That's a picture of the reception/living room/ dining room.

A couple of days after that Emily left. We spent them wandering around the city and eating well in the evening. She caught the overnight train from Alexandria to Luxor and caught the flight in Luxor the next afternoon. She had time to see go out and see some things for a few hours but told me that she spent them in a McDonalds, the nearest air-conditioned building to the train station because Luxor, in her words, was "a tourist oven".

The time following this was really quite dull. For almost a week there was really nothing to do. As Ramadan drew near to the close people seemed reluctant to stick to the already vague and cut down schedules that were given. Shops were shut, streets deserted and cafes empty. Even after dark there were less people around than before. This all changed when Eid arrived.


Eid alFitr marks the end of the holy month of Ramadan (fitr means "breaking the fast") and traditionally people eat alot, go to the cinema, and take to the streets. Children spend the money that they have been given as gifts during the holiday on sweets, wear the new clothes they have been given for the holiday and everyone has a jolly time. This lasts for three days and for three days the city came alive. All along the promenade there were people walking, eating ice-creams, sitting in makeshift cafes on the beach or pavement and food vendors sprouted out of the ground which they would return to in a couple of days. Overall, it was really nice. There was no big fuss, no concert or single event, just everyone going out and enjoying themselves. My favourite part of the three days was seeing someone riding a horse with two large speakers strapped to it, blaring tinny arab music.

After the end of Eid Jake arrived. Jake studies Arabic and Persian but will be staying here for the whole year, not going to Iran for the second half (SOAS doesn't give that option). He spent a couple of days in Cairo, where he flew into, then headed up to Alexandria and joined me in the flat. We will be living together for the rest of my time here.

EXERCISES:
a) According to the Alexandria travel account, why did Emily spend her free hours in Luxor in a McDonald's?
b) Write the next part of the Alexandria travel account, starting after its final sentence.

Annotated coordinate records
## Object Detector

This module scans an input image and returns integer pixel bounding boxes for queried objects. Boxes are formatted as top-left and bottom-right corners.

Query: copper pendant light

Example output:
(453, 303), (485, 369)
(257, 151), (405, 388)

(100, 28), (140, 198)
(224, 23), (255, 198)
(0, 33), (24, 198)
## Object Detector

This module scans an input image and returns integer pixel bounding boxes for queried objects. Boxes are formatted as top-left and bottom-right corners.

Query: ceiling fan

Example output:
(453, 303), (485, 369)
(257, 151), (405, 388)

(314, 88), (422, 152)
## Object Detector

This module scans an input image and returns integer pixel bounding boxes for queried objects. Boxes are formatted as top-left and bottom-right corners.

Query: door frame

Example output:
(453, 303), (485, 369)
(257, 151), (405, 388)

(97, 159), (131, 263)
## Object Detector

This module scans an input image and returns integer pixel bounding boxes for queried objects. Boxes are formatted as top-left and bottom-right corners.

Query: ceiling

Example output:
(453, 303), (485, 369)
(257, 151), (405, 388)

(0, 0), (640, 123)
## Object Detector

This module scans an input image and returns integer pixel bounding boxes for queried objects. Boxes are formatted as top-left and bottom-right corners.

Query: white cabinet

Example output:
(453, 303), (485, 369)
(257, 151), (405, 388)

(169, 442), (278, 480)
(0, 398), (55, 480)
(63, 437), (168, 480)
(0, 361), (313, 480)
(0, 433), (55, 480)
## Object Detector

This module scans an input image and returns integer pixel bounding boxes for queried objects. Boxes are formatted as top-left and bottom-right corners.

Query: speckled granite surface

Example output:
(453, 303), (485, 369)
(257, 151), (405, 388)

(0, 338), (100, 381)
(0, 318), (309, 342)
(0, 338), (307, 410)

TASK RESPONSES:
a) It was the nearest air-conditioned building to the train station. She needed somewhere cool because Luxor was, in her words, "a tourist oven."

b)
And since then everything has been rather busy. We both started taking some spoken Arabic classes, doing two hours a day for a the week or so before school started just to get a leg up. This was a great help because, although my Egyptian had been improving, the dialect here is very different to the standard version of Arabic I know. It was great to get feed back on what I was doing correctly and incorrectly, be given definite rules to follow on certain things as opposed to vague guidelines I had worked out for myself and have someone to pose the questions I had to which were numerous. You wouldn't believe how difficult it is to ask people what things mean or what the word for something is. The reasons for this are still unclear to me.

The teacher also set us practical homeworks, aswell as written ones. He would ask what jobs we had to do that day, tell us the best place to go and then tell us the name of a good restaurant, juice bar, patisseris or all three in the same neighbourhood. He would ask us to go, have dinner, do our jobs, go to certain places and maybe bring something back. This was a great way to explore parts of the city which we otherwise would not have seen.


We looked around the university, met some of our teachers and found our way around. I made use of their facilities and spent a couple of days completing my application for the University in Jerusalem.

We also moved into the permanent flat, which is very nice and can be seen below.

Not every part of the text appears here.